◆ What the task requires
Can you transcribe, word for word, the lines below that run from the one containing "of the pine" through the one containing "x=617, y=414", both ends included?

◆ Task inputs
************
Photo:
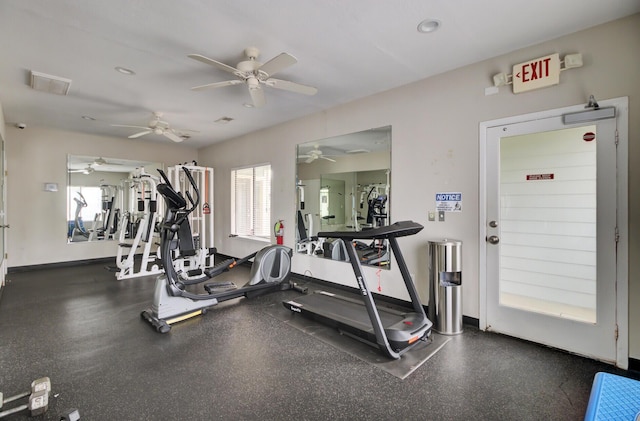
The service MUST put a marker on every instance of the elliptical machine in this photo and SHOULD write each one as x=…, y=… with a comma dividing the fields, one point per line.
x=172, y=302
************
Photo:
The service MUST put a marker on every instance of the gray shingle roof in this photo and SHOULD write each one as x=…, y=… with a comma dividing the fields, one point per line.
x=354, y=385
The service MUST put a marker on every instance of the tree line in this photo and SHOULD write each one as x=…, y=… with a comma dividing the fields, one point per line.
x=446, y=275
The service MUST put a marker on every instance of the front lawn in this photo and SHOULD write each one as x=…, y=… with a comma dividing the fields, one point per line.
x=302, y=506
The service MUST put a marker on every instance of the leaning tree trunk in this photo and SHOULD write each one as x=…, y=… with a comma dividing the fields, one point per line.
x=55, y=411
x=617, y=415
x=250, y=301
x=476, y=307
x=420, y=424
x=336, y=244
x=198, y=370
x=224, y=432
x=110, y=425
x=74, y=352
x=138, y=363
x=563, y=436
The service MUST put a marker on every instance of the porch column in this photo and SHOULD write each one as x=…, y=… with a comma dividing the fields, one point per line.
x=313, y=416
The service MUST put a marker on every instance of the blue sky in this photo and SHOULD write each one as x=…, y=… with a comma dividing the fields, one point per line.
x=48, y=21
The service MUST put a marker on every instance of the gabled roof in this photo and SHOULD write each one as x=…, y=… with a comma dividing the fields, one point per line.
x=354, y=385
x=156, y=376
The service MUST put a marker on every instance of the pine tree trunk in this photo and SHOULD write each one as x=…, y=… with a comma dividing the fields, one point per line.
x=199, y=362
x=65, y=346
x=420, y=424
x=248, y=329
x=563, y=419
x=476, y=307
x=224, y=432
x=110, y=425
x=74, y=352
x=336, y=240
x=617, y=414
************
◆ The completed task
The service MUST put a marker on every instance of the pine tree trunk in this photo and SHOULD write each one as x=…, y=… with a comma dividing the fields, one point per line.
x=199, y=362
x=65, y=346
x=420, y=424
x=248, y=329
x=563, y=419
x=476, y=307
x=224, y=432
x=110, y=425
x=74, y=352
x=336, y=240
x=617, y=414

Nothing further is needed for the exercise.